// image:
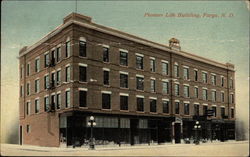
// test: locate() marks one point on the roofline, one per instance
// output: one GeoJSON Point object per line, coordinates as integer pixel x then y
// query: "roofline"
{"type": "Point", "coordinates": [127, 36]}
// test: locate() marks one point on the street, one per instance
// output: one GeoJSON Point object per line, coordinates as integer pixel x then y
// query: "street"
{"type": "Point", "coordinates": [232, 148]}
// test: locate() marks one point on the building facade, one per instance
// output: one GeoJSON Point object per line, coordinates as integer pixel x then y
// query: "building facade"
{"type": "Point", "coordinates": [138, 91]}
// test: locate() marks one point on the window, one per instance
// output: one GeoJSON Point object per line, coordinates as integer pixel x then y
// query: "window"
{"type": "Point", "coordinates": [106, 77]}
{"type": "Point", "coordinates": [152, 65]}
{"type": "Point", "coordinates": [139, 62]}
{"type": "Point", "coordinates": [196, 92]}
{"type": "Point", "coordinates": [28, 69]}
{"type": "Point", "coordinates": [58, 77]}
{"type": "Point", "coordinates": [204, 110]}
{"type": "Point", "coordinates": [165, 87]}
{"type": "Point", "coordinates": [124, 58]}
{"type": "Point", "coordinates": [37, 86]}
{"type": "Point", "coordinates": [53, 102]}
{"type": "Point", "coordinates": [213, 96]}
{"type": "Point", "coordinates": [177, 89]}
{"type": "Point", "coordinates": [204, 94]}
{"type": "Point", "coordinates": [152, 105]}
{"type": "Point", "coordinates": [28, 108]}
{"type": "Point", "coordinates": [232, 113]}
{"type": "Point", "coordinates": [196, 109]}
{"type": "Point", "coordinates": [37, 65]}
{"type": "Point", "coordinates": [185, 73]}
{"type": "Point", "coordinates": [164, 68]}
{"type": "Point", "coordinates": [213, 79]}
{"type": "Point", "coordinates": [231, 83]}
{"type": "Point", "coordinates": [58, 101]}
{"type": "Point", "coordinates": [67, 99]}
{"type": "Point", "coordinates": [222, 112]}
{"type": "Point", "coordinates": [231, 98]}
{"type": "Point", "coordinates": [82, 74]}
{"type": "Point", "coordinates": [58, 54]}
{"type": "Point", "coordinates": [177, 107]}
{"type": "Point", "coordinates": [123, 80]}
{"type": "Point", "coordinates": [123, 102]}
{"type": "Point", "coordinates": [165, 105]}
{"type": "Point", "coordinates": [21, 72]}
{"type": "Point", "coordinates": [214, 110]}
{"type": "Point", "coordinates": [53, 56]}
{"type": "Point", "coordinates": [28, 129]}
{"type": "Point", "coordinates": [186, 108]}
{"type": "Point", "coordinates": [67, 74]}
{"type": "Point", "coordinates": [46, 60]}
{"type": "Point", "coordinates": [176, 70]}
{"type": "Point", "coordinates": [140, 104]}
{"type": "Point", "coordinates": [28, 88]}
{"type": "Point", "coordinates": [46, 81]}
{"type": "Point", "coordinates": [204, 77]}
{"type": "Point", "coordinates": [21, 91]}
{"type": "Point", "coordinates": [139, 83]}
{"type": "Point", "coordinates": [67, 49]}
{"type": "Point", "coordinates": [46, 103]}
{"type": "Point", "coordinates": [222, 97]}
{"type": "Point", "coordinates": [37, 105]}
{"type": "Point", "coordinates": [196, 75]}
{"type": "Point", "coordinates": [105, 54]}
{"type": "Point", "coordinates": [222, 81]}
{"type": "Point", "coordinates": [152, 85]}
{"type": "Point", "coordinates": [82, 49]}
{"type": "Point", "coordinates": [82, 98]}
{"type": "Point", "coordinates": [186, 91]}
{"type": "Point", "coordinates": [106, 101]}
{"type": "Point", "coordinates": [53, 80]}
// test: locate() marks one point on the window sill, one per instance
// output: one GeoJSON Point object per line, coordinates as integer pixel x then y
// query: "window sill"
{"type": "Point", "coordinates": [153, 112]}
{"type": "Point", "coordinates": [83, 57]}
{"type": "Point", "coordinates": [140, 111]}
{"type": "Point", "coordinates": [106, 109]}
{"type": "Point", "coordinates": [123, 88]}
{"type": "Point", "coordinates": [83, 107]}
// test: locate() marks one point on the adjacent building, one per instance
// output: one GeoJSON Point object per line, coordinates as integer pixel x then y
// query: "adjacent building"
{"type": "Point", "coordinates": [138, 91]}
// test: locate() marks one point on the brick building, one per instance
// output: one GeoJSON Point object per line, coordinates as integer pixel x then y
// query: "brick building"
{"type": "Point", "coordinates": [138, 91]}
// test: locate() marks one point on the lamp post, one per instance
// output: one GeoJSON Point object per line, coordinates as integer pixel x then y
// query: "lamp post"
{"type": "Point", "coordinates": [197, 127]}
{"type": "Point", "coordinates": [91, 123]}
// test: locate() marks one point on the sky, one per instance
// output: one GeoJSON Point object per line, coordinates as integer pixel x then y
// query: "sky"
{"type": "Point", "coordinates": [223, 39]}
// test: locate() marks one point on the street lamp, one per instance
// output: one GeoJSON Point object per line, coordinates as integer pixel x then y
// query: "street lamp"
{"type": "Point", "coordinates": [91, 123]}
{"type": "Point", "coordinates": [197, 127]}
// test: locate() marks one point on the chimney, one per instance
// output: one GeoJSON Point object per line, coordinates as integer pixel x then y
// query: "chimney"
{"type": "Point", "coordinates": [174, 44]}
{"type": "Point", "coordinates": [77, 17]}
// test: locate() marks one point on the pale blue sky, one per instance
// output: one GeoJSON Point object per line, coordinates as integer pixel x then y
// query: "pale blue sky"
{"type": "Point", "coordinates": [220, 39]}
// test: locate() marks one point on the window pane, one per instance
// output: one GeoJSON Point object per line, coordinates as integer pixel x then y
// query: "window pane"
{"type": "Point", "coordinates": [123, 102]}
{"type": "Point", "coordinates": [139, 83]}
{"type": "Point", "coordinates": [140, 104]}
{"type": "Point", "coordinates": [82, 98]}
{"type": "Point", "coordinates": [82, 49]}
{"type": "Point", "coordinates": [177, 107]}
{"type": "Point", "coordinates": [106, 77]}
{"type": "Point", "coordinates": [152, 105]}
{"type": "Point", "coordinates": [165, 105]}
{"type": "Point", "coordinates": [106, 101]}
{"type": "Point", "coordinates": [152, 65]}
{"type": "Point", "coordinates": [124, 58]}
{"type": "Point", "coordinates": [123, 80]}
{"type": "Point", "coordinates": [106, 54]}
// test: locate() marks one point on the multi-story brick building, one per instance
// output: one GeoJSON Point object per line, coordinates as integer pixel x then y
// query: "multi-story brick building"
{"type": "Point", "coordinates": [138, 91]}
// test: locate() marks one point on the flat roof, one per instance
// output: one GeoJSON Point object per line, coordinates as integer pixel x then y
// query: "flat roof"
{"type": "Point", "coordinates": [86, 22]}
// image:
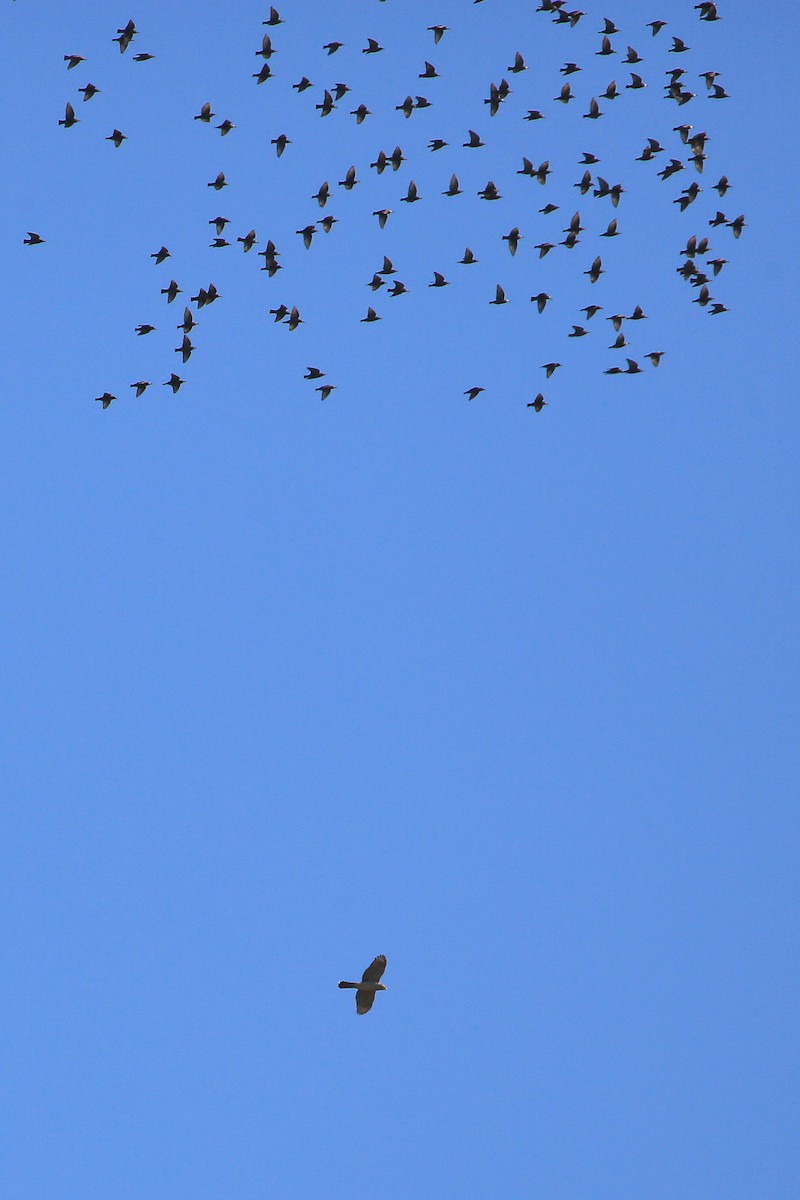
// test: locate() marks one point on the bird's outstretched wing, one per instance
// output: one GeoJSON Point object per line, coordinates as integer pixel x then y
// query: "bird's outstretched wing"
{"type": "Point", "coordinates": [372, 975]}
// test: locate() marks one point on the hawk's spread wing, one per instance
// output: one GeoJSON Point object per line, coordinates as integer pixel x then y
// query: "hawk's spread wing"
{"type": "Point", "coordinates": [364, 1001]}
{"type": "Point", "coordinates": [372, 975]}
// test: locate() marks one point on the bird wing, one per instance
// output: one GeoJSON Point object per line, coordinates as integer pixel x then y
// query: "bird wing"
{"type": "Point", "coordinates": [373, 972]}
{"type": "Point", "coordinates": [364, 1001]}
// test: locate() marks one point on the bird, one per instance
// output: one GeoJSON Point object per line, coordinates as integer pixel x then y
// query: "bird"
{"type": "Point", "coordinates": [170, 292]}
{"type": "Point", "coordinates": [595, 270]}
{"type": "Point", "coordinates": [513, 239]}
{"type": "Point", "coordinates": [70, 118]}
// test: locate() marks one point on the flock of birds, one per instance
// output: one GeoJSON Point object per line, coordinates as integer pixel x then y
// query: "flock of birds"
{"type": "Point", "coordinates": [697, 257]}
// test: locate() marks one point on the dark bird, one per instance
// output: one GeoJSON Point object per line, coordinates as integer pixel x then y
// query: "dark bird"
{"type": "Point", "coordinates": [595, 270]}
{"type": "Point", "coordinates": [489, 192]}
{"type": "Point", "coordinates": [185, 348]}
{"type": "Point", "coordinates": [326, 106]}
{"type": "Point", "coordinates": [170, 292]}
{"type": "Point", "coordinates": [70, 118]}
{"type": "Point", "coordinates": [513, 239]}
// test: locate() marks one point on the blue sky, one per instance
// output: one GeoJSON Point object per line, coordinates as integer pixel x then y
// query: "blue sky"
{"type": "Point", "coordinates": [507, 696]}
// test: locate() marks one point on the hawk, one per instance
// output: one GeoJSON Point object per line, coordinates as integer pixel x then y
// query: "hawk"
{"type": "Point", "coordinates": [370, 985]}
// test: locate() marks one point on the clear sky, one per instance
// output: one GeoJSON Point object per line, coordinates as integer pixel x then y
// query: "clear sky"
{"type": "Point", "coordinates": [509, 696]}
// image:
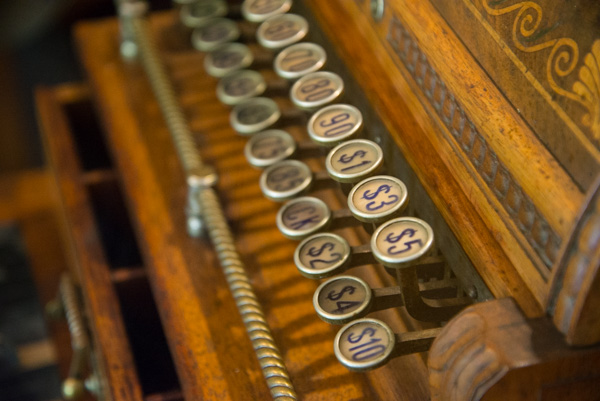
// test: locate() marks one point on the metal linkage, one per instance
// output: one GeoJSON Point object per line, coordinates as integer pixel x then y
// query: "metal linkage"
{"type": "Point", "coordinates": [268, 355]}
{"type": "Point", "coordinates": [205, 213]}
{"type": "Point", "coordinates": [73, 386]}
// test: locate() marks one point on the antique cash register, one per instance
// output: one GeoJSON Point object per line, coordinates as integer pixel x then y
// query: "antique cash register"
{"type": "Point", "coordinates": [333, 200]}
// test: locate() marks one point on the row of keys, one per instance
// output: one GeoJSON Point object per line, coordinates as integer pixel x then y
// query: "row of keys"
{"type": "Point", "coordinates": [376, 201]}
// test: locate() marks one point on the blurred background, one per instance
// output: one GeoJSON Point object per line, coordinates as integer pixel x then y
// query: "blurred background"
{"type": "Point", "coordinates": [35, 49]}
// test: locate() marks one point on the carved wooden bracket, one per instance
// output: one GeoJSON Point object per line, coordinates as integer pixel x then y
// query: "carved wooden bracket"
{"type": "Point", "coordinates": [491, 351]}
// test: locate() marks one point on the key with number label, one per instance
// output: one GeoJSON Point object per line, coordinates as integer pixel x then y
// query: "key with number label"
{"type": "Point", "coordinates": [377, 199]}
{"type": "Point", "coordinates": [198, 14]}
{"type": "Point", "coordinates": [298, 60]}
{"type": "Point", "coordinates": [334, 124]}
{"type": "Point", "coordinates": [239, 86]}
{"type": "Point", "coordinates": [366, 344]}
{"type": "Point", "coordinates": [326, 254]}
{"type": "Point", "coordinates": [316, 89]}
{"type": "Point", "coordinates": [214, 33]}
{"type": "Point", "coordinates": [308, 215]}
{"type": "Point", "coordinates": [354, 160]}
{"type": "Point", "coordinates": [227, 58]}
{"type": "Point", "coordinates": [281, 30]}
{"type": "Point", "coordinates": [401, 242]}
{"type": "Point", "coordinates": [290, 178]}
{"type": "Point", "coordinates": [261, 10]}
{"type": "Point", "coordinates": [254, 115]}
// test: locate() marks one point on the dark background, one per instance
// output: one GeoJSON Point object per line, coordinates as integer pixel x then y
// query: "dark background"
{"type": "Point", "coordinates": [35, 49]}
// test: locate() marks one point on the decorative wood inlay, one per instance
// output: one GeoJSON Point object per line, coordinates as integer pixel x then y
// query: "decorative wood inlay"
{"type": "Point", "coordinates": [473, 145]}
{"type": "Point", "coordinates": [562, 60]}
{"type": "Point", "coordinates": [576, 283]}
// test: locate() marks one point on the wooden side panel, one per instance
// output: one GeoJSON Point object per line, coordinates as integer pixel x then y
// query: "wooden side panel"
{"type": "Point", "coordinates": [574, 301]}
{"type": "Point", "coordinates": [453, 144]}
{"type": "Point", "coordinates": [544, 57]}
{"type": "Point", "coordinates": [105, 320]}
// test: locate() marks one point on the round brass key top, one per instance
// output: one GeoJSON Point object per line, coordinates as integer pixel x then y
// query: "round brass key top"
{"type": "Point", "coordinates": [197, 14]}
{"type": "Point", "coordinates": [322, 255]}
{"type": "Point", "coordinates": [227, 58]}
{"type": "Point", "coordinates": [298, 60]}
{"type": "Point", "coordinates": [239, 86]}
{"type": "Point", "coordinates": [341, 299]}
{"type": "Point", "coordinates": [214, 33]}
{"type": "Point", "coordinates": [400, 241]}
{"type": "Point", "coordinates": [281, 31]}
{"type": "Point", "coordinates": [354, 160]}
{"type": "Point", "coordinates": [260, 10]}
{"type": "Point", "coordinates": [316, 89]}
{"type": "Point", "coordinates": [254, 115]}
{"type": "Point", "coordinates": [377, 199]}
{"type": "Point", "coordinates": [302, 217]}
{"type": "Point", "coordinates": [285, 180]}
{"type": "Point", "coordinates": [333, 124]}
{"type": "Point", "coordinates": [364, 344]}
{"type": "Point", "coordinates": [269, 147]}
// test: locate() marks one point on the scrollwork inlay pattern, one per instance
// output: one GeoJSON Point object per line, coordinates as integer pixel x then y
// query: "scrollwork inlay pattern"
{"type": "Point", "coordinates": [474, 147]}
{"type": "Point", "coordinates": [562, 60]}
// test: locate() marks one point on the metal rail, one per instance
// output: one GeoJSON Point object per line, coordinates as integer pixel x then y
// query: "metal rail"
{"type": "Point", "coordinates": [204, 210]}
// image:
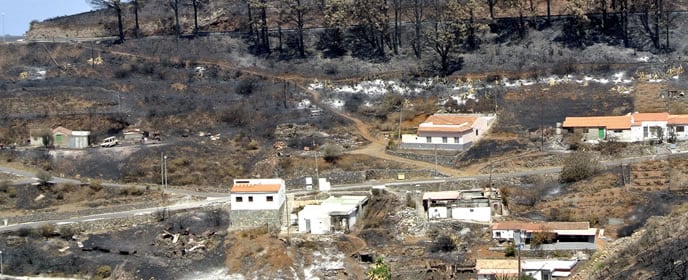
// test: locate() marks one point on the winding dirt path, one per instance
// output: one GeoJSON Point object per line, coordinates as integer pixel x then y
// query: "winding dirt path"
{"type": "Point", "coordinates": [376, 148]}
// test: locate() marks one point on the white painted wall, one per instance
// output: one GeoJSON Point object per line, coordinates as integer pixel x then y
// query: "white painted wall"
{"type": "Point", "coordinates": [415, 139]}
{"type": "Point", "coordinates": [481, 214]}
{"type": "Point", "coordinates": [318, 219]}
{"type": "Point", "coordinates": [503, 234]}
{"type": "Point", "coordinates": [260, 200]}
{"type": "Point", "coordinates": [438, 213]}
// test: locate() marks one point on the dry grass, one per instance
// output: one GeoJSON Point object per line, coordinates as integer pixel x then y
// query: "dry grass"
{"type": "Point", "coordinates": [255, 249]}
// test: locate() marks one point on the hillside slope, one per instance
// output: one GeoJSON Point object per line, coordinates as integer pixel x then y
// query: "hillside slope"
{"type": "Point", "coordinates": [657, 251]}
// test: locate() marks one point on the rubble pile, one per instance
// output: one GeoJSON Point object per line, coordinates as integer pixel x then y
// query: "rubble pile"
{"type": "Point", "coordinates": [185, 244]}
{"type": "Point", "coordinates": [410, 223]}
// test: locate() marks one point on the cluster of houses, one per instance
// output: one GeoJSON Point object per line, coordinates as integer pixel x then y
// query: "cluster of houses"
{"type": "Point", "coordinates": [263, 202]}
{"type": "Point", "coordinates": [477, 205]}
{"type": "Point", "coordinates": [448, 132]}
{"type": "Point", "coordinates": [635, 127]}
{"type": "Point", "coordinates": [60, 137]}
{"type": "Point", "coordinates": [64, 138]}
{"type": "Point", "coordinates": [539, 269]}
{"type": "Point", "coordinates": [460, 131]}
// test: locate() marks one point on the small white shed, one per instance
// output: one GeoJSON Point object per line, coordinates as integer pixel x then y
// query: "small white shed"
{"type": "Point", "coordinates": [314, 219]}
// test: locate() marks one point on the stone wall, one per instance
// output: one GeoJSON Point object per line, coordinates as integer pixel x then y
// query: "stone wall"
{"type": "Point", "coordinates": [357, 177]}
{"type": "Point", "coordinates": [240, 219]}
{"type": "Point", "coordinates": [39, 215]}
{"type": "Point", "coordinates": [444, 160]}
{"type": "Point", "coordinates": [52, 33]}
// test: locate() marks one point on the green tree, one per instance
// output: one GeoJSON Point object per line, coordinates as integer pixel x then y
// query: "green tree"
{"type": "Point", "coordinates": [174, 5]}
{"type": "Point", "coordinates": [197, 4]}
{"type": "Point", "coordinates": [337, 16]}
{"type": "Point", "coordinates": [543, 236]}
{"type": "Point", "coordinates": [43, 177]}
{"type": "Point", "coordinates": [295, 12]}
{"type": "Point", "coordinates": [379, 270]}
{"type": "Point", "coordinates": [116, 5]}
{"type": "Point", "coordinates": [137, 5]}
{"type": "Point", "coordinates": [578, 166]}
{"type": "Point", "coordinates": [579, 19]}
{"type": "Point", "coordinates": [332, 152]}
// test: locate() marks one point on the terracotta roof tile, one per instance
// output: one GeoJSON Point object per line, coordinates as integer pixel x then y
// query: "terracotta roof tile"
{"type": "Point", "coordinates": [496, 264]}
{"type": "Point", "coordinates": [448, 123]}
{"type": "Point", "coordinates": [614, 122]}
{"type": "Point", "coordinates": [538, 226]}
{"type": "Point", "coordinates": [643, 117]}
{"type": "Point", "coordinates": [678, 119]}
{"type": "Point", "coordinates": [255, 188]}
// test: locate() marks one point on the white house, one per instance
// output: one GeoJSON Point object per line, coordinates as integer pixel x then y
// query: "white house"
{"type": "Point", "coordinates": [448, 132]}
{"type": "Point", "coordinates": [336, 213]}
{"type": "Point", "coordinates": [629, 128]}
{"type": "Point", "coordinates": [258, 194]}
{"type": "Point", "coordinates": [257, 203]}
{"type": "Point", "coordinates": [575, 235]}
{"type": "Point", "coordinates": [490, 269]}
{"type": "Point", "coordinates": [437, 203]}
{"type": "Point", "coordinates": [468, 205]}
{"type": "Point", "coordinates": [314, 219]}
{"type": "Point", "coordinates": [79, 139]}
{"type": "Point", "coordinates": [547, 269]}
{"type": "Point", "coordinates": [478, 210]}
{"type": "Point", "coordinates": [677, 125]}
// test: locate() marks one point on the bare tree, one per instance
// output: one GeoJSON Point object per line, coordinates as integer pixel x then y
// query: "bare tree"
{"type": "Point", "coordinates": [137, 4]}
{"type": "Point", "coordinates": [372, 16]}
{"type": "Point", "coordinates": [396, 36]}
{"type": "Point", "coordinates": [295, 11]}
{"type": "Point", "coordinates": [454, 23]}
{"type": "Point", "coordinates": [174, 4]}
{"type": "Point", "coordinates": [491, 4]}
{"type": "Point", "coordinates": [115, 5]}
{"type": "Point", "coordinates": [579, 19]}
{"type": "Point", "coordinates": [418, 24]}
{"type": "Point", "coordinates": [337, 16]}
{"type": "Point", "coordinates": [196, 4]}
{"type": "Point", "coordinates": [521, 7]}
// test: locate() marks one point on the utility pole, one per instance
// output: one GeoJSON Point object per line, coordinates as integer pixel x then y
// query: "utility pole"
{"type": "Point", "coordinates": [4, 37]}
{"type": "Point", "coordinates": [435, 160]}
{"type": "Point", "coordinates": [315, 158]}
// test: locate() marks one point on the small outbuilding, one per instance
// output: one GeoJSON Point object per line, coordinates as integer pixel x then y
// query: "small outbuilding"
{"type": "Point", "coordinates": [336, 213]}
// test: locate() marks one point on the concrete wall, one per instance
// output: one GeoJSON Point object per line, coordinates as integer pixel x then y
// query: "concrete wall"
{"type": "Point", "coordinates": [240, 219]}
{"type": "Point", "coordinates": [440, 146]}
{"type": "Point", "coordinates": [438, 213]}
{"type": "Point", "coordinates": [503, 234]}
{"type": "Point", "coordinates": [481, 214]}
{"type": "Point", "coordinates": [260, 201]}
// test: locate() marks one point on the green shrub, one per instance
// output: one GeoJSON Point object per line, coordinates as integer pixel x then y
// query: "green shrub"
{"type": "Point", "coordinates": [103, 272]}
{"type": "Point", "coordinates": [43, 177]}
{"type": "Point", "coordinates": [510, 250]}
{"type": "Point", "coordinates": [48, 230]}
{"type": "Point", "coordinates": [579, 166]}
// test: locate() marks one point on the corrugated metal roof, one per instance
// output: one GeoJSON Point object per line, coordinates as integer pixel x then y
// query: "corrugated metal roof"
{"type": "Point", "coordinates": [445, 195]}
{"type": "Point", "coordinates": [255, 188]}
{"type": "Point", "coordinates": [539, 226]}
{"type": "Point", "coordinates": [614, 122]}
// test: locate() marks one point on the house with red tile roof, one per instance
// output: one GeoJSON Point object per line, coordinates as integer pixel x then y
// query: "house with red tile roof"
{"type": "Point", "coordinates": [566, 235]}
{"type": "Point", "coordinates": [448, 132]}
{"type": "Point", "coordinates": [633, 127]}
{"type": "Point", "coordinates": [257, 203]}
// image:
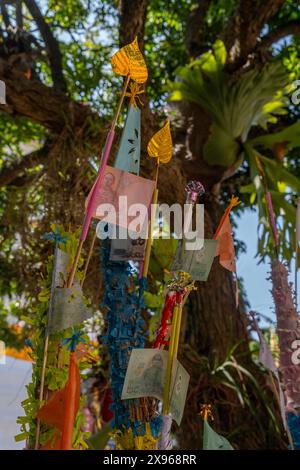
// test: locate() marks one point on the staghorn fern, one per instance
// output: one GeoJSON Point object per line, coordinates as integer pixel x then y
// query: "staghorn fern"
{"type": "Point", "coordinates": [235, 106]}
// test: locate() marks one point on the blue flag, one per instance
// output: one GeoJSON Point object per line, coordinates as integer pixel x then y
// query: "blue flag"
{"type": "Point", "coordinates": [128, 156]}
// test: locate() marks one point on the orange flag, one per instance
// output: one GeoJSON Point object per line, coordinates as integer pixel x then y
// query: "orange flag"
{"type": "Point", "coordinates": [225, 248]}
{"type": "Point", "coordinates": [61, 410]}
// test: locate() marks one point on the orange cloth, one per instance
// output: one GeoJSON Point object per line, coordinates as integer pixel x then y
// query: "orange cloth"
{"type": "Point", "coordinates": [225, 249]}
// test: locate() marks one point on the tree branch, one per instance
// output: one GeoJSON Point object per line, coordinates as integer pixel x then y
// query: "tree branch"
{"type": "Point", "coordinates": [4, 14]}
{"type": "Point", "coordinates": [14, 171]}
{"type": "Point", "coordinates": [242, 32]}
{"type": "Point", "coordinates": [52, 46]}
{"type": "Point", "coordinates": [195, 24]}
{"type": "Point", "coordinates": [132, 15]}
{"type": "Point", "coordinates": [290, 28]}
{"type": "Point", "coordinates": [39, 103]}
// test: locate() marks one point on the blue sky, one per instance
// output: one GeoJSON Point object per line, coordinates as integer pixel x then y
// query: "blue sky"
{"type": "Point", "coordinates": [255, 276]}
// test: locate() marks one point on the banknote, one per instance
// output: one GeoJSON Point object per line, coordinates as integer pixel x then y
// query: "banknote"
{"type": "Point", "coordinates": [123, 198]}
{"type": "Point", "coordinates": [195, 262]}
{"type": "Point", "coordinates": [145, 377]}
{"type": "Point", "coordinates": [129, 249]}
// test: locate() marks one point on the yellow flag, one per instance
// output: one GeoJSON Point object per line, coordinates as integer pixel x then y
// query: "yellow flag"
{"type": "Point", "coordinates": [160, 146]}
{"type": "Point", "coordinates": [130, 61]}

■ Given request ■
Express the lines from the one containing "banknote, one per instance" up to and including the final line as a Markdown table with two columns, No. and Text. Number the rows and omit any blank lines.

■ Expected output ■
| No. | Text |
|---|---|
| 1 | // test: locate() marks one point on the banknote, one per instance |
| 2 | // output: one GeoJSON Point object per line, coordinates as integer pixel x then y |
| 3 | // query: "banknote" |
| 4 | {"type": "Point", "coordinates": [123, 198]} |
| 5 | {"type": "Point", "coordinates": [195, 262]} |
| 6 | {"type": "Point", "coordinates": [145, 377]} |
| 7 | {"type": "Point", "coordinates": [129, 249]} |
| 8 | // test: locate() marks one point on the yellow flag, one per instance |
| 9 | // output: one GeoJSON Point object per line, coordinates as integer pixel x then y |
| 10 | // query: "yellow flag" |
| 11 | {"type": "Point", "coordinates": [160, 146]} |
| 12 | {"type": "Point", "coordinates": [130, 61]} |